** begin PROVIDED DATA **

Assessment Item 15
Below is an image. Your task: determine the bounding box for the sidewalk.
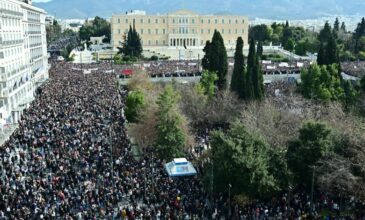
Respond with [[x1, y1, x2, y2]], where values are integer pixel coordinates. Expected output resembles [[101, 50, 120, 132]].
[[0, 124, 18, 147]]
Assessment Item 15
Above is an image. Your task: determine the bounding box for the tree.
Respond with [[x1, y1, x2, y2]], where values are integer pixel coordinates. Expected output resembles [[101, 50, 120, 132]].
[[281, 21, 293, 47], [317, 22, 339, 65], [286, 121, 333, 186], [79, 16, 111, 41], [333, 18, 340, 39], [125, 91, 145, 123], [300, 64, 345, 101], [119, 22, 143, 57], [202, 40, 211, 70], [295, 39, 309, 56], [341, 22, 346, 33], [46, 19, 62, 44], [257, 41, 264, 59], [156, 85, 185, 160], [202, 30, 228, 90], [205, 122, 278, 198], [354, 18, 365, 54], [284, 38, 295, 52], [245, 38, 264, 100], [360, 75, 365, 92], [199, 70, 218, 99], [231, 37, 246, 99], [333, 18, 340, 32], [248, 24, 272, 42]]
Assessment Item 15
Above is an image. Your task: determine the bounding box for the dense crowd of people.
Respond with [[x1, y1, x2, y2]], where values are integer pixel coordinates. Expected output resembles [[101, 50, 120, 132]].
[[0, 63, 357, 219], [143, 60, 201, 77], [341, 61, 365, 78]]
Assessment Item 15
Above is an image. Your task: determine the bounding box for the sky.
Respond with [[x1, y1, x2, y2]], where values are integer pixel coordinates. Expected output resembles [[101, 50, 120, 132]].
[[33, 0, 365, 19]]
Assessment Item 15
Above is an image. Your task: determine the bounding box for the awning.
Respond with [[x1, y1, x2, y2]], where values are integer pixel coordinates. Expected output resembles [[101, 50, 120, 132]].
[[165, 158, 197, 177]]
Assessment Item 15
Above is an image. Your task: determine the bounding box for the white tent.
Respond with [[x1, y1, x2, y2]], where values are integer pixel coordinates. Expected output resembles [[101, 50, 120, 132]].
[[165, 158, 197, 177]]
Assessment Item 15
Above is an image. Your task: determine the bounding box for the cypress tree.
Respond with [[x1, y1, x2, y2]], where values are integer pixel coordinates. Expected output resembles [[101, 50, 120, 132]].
[[325, 36, 339, 64], [245, 38, 256, 99], [317, 43, 327, 65], [317, 22, 339, 65], [231, 37, 246, 99], [202, 40, 211, 70], [341, 22, 346, 33], [132, 21, 143, 57], [333, 18, 340, 32], [252, 43, 264, 100], [202, 30, 228, 90], [257, 41, 264, 59]]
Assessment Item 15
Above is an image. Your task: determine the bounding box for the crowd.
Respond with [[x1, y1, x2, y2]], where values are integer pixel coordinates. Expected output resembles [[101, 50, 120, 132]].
[[143, 60, 200, 77], [47, 35, 79, 53], [0, 63, 362, 219], [341, 61, 365, 78]]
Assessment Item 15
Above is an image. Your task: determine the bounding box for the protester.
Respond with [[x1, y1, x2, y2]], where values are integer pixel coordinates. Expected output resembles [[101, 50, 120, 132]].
[[0, 63, 362, 219]]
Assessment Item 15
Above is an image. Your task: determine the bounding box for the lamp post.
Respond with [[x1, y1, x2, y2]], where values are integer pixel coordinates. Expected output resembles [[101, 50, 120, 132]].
[[102, 120, 115, 187], [228, 183, 232, 218], [310, 165, 316, 213]]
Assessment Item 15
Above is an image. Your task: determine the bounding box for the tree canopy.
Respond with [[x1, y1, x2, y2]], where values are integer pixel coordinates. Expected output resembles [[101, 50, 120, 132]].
[[230, 37, 246, 99], [202, 30, 228, 90], [79, 16, 111, 42], [156, 85, 185, 160], [119, 23, 143, 57], [206, 122, 278, 197]]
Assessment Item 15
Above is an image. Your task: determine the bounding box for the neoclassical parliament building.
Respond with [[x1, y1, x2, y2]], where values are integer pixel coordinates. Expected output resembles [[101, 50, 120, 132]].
[[111, 10, 248, 57]]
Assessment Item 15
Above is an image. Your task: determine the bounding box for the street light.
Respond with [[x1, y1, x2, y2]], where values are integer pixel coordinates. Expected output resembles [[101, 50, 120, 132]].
[[101, 119, 115, 186], [310, 165, 316, 213], [228, 183, 232, 218]]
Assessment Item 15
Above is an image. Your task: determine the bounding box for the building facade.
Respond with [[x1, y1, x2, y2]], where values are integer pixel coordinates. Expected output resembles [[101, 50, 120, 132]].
[[111, 10, 248, 58], [0, 0, 48, 126]]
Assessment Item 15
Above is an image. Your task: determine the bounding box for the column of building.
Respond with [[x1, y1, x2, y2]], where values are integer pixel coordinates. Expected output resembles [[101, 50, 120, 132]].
[[0, 0, 48, 126], [169, 38, 198, 47]]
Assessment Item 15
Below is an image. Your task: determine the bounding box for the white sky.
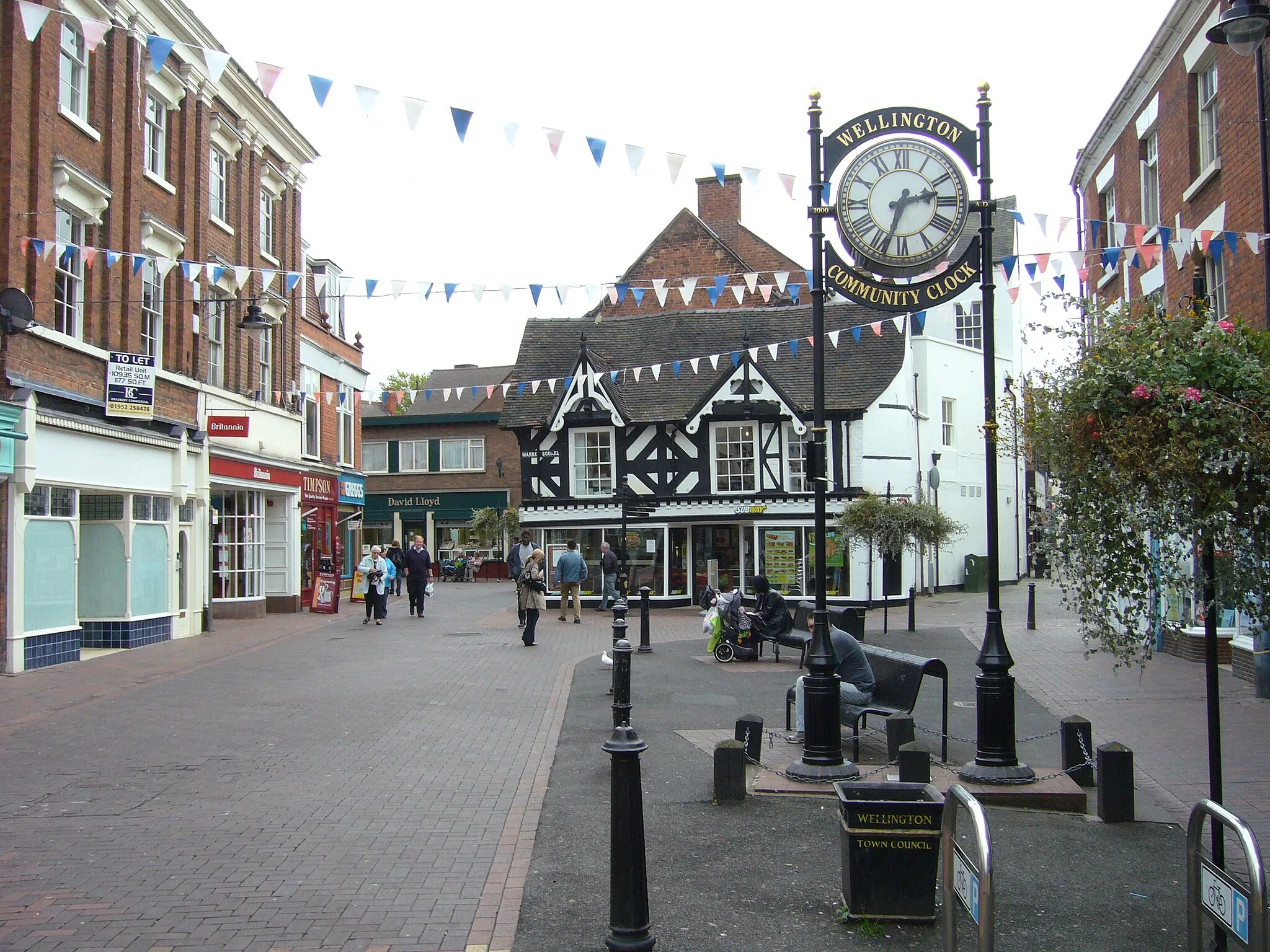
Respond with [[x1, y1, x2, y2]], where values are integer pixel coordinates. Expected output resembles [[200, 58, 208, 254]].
[[187, 0, 1170, 387]]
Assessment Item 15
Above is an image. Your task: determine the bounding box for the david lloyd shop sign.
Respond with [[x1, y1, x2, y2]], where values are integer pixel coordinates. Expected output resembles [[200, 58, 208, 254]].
[[105, 350, 155, 420]]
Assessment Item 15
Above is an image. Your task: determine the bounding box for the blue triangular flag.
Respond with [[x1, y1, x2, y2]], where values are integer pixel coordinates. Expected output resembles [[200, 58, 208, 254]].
[[309, 73, 332, 108], [146, 33, 177, 73], [450, 105, 473, 142]]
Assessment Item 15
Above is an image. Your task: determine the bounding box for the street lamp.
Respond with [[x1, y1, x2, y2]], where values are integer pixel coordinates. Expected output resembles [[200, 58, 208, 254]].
[[1204, 0, 1270, 326]]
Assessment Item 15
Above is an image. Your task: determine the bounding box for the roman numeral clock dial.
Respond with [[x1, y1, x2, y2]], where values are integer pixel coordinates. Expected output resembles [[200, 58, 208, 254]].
[[837, 138, 969, 276]]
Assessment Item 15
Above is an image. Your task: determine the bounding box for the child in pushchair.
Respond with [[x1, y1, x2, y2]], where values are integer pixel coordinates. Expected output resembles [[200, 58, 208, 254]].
[[703, 591, 760, 664]]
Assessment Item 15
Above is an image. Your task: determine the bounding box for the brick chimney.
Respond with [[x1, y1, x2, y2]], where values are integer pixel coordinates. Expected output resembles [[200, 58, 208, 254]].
[[697, 175, 740, 247]]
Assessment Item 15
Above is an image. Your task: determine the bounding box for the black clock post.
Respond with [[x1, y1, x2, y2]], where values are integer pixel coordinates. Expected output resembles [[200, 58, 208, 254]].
[[957, 82, 1036, 783], [788, 91, 859, 781]]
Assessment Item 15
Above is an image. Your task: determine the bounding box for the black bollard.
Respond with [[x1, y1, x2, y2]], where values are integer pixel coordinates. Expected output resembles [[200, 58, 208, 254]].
[[1099, 741, 1133, 822], [613, 638, 634, 728], [605, 721, 657, 952], [895, 741, 931, 783], [639, 585, 653, 651], [887, 715, 917, 763], [1059, 715, 1093, 787], [715, 740, 745, 800]]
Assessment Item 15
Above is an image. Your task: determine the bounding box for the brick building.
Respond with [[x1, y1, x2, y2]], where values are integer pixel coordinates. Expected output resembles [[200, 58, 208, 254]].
[[0, 0, 315, 672], [1072, 0, 1266, 326], [362, 364, 521, 573]]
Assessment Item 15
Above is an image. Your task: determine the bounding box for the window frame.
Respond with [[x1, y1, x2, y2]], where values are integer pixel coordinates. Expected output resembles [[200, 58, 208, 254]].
[[569, 426, 617, 499], [53, 206, 84, 340], [710, 420, 758, 496], [362, 439, 389, 474], [57, 15, 89, 125], [144, 91, 169, 182], [141, 258, 164, 367]]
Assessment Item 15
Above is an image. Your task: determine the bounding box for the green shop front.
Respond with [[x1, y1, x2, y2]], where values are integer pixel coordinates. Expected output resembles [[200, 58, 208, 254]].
[[362, 490, 508, 573]]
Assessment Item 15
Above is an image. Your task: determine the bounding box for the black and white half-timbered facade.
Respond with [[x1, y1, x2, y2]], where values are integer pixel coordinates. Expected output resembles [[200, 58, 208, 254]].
[[500, 303, 912, 602]]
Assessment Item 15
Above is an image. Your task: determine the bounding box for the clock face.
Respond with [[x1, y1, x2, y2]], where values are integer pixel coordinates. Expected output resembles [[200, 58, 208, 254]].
[[837, 138, 969, 276]]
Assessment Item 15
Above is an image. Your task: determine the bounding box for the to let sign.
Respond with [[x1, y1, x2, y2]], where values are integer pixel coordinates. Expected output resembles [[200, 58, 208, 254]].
[[105, 350, 155, 420], [207, 416, 252, 437]]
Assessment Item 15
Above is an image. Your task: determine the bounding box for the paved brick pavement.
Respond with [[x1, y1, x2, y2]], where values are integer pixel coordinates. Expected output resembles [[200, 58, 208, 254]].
[[930, 580, 1270, 853]]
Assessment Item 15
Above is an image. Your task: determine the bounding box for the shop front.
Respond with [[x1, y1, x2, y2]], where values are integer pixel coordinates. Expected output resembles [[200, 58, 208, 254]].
[[210, 454, 304, 618], [335, 472, 366, 598], [300, 472, 339, 607]]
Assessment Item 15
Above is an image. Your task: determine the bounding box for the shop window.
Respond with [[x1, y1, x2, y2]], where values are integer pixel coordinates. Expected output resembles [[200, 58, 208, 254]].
[[212, 490, 264, 598], [569, 429, 615, 498], [710, 423, 758, 493], [441, 437, 485, 472]]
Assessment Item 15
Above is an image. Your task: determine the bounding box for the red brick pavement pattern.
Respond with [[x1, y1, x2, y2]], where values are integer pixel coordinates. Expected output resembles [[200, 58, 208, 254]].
[[935, 581, 1270, 853]]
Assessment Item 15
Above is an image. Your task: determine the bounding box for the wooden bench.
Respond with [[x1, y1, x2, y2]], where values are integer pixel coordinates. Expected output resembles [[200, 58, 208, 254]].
[[785, 645, 949, 762]]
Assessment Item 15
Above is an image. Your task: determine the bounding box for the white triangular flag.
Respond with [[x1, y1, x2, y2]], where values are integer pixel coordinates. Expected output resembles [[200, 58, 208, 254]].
[[676, 278, 697, 305], [353, 86, 380, 118], [626, 144, 644, 175], [198, 46, 230, 84]]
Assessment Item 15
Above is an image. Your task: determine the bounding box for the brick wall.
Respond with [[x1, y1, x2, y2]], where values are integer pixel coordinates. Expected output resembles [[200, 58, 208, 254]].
[[1082, 5, 1266, 326]]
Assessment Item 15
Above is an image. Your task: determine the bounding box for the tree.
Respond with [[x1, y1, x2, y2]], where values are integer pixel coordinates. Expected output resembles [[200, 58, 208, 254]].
[[1026, 298, 1270, 665], [380, 371, 430, 415]]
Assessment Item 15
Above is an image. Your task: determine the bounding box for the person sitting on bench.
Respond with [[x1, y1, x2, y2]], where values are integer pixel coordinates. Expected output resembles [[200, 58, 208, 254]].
[[785, 615, 875, 744], [749, 575, 794, 641]]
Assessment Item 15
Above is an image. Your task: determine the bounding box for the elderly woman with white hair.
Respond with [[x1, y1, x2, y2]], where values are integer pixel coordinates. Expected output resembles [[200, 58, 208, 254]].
[[357, 546, 389, 625]]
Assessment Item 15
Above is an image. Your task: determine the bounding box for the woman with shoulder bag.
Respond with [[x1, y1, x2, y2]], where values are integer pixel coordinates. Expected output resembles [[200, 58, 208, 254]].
[[515, 549, 548, 647]]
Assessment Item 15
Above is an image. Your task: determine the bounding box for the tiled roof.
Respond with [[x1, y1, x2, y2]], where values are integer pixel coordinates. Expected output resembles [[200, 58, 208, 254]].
[[502, 303, 904, 428]]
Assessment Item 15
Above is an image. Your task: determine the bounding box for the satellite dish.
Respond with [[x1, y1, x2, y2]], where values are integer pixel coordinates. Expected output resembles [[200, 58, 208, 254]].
[[0, 288, 35, 334]]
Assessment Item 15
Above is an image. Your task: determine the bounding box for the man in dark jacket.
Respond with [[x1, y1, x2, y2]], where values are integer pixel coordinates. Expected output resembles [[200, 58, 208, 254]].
[[405, 536, 432, 618]]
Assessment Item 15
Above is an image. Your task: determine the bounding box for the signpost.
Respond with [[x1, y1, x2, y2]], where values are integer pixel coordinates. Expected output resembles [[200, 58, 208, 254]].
[[105, 350, 155, 420]]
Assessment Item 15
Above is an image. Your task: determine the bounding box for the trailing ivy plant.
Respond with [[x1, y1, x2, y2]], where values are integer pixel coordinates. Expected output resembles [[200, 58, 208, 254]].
[[1025, 298, 1270, 666]]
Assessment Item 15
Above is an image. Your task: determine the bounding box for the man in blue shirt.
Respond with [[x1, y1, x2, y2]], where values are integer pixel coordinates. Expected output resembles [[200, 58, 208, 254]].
[[556, 539, 587, 625]]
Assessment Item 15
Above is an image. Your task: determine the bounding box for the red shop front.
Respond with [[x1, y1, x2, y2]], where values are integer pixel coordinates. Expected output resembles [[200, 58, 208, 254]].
[[300, 472, 344, 607]]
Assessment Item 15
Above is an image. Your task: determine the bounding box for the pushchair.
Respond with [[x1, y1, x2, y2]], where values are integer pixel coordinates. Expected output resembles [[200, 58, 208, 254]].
[[705, 591, 760, 664]]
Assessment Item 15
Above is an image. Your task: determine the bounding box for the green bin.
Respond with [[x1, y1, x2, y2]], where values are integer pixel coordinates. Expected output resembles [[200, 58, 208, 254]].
[[965, 555, 988, 591]]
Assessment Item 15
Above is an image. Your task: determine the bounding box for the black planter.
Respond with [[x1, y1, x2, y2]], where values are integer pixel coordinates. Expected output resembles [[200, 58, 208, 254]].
[[833, 781, 944, 923]]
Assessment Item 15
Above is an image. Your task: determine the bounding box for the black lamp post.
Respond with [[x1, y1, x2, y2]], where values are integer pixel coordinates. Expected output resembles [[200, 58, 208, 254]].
[[1204, 0, 1270, 327], [957, 82, 1036, 783], [788, 91, 859, 781]]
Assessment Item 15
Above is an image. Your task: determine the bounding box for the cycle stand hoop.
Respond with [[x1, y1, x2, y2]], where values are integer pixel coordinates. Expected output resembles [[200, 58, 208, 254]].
[[940, 783, 996, 952], [1183, 800, 1266, 952]]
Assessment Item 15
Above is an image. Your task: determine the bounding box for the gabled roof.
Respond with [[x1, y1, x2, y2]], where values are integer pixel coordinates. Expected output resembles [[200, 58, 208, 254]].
[[500, 303, 904, 428]]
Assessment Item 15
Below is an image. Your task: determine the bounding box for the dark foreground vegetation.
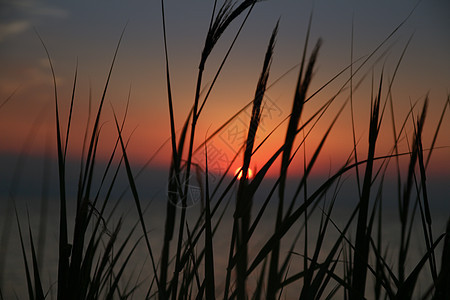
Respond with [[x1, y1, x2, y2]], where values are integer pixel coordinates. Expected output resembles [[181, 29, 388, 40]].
[[0, 0, 450, 299]]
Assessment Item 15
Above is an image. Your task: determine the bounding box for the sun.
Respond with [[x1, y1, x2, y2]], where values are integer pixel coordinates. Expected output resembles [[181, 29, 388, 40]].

** end PROVIDED DATA **

• _DIRECTION_
Reproduce the data word for word, beginning at its first line and stopping after the line that contains "[[0, 124, 18, 147]]". Leave the pictures out of your answer.

• _PROBLEM SOLUTION_
Assessment Item 15
Below is an image. Your task: determine the bounding box for the sidewalk.
Respond with [[x1, y1, x2, y2]], where values are integer pixel coordinates. Expected output resembles [[101, 50, 120, 132]].
[[0, 124, 18, 147]]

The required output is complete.